TASK PROMPT:
Which lines in the listing below contain the word "shirt"? Copy each one.

RECORDS FOR THE EXERCISE:
──────────────────────────────
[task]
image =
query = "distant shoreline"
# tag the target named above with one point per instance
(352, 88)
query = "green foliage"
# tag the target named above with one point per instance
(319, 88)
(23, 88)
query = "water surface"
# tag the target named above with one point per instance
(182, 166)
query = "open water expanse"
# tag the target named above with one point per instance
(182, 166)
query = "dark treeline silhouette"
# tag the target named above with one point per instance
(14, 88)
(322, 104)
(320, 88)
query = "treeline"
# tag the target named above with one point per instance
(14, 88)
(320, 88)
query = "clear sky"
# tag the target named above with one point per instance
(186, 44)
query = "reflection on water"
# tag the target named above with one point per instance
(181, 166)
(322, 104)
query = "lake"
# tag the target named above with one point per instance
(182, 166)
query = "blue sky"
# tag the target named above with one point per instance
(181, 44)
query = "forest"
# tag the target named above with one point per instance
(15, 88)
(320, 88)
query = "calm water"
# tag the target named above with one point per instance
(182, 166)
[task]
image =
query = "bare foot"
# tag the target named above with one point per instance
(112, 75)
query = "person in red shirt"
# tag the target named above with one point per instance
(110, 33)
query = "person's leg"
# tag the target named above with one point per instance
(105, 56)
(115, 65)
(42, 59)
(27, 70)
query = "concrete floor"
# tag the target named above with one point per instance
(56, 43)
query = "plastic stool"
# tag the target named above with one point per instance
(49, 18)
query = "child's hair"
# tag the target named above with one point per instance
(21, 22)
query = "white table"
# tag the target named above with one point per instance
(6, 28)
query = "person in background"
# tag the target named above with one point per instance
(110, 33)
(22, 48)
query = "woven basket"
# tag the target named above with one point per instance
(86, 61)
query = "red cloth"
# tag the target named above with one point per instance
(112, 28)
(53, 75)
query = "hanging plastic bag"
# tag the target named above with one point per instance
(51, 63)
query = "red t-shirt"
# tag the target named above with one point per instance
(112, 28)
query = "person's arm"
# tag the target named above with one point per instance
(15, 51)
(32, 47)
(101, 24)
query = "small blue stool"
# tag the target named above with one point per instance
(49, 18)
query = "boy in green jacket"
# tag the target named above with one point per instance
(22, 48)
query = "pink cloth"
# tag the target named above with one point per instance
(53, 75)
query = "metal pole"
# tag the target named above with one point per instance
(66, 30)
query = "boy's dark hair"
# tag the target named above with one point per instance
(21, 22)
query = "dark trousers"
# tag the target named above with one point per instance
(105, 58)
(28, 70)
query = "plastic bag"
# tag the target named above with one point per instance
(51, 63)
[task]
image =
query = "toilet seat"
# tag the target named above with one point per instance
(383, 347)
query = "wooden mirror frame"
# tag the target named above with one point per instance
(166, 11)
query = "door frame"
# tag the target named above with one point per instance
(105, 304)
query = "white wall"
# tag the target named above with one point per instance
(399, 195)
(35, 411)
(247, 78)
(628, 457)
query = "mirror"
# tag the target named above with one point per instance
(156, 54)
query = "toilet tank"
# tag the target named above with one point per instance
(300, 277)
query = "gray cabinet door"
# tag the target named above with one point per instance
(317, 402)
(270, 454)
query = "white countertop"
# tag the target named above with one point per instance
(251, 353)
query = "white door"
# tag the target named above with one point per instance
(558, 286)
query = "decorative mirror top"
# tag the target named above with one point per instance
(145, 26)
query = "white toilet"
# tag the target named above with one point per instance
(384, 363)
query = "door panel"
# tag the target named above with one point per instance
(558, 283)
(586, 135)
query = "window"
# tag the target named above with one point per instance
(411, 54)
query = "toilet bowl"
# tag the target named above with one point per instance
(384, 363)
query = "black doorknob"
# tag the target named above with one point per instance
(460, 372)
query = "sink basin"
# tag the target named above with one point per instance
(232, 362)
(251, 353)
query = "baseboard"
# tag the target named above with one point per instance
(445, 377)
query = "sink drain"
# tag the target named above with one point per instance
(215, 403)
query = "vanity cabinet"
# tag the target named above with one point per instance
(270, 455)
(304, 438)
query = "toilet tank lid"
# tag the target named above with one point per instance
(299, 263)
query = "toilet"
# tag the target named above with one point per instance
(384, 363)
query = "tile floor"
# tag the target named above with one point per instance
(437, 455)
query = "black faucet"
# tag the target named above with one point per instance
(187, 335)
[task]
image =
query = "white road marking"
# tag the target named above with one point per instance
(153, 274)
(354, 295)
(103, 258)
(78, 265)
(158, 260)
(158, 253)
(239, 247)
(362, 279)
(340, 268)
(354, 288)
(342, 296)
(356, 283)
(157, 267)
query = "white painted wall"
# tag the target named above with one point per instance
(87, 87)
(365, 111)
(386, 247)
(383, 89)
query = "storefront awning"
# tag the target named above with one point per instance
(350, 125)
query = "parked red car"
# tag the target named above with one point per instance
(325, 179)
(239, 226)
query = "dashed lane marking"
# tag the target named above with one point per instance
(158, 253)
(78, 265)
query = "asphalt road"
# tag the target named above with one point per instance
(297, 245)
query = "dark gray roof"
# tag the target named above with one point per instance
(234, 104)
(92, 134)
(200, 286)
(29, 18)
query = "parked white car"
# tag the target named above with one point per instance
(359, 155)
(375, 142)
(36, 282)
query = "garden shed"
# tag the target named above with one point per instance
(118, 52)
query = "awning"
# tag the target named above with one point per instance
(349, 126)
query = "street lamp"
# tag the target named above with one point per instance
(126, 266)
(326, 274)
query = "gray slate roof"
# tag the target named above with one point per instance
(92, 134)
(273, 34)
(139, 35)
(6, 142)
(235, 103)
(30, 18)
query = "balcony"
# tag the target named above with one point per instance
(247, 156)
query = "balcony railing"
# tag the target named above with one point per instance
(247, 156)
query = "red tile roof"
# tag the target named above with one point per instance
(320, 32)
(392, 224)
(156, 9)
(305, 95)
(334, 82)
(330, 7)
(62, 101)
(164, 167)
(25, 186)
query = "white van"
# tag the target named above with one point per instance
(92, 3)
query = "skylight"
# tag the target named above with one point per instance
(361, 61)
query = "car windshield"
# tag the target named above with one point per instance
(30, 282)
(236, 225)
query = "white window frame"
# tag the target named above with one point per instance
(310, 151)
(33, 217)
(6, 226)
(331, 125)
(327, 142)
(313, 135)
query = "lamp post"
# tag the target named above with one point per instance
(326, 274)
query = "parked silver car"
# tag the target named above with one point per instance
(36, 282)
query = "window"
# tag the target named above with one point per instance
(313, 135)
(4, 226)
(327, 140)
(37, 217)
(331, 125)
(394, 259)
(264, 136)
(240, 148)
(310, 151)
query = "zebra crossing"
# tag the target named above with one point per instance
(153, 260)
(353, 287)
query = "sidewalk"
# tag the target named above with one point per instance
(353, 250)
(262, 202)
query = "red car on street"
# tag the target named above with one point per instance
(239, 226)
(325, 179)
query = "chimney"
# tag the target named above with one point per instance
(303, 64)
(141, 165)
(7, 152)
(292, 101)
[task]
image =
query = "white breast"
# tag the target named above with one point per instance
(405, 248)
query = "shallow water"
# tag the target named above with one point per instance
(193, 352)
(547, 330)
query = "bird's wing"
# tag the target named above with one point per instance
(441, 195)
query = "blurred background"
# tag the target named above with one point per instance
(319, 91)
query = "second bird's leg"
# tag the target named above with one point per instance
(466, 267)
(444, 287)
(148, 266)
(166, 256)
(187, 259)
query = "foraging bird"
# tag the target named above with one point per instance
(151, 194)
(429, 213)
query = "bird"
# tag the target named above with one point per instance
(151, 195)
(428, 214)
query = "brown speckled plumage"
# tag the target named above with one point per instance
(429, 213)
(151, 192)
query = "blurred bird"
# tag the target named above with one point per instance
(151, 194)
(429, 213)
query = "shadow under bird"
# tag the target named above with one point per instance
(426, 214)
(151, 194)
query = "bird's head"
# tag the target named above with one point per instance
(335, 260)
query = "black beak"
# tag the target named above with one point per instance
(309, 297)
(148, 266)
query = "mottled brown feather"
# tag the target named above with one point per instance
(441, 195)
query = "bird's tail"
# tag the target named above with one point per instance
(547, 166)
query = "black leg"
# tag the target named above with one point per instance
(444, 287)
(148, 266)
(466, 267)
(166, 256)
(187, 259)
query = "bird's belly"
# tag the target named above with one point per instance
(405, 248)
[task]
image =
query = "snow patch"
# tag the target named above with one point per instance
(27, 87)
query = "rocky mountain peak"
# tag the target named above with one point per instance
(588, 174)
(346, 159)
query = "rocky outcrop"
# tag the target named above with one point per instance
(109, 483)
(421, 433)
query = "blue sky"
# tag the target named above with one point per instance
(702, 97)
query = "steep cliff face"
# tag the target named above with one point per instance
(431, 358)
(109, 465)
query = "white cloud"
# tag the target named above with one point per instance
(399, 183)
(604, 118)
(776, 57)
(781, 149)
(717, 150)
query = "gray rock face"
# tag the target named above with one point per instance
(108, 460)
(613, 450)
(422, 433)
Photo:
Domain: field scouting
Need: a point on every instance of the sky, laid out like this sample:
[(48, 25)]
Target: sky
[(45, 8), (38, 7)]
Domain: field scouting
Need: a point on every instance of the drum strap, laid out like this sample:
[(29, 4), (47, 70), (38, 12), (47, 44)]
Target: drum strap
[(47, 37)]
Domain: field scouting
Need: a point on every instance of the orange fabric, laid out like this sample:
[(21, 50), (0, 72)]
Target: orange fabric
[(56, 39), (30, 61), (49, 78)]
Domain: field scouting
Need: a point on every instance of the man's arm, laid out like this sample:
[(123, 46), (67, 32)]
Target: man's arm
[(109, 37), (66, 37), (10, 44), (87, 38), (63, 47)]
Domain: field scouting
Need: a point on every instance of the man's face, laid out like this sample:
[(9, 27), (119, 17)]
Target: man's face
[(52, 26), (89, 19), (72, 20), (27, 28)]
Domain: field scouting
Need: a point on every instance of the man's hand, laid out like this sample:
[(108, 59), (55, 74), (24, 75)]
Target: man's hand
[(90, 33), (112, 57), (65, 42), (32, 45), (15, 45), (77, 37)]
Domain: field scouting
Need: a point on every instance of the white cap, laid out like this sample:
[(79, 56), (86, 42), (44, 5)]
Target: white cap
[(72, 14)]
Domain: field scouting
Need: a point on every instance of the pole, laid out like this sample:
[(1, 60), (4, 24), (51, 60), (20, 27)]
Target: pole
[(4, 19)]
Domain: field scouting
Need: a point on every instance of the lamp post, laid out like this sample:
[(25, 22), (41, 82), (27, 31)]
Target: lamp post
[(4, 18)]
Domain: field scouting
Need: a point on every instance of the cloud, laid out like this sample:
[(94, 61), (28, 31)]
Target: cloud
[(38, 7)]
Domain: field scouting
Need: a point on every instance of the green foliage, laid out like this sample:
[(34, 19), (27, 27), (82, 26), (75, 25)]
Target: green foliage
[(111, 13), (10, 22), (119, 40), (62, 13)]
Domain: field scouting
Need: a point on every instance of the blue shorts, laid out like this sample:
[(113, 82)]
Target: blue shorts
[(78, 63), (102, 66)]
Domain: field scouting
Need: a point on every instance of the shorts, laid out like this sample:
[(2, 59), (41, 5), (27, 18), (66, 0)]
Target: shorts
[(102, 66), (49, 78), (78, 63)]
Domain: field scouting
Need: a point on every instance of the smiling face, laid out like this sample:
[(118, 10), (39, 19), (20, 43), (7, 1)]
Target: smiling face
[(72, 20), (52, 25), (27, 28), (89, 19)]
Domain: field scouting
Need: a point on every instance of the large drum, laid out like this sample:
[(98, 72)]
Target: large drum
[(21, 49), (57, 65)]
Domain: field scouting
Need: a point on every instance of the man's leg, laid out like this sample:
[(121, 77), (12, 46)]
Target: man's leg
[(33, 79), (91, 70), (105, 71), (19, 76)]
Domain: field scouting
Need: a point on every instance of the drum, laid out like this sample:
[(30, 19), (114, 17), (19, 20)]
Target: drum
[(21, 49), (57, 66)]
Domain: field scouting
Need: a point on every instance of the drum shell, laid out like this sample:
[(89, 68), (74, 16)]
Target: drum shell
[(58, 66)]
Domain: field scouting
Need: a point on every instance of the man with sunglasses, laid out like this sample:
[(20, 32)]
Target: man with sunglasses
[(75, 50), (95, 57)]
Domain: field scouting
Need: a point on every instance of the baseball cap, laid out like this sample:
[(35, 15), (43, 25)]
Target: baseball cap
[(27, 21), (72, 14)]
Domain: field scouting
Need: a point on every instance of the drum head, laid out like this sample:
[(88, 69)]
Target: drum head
──────────────────────────────
EXERCISE ANSWER:
query = "person in red shirt"
query = "red t-shirt"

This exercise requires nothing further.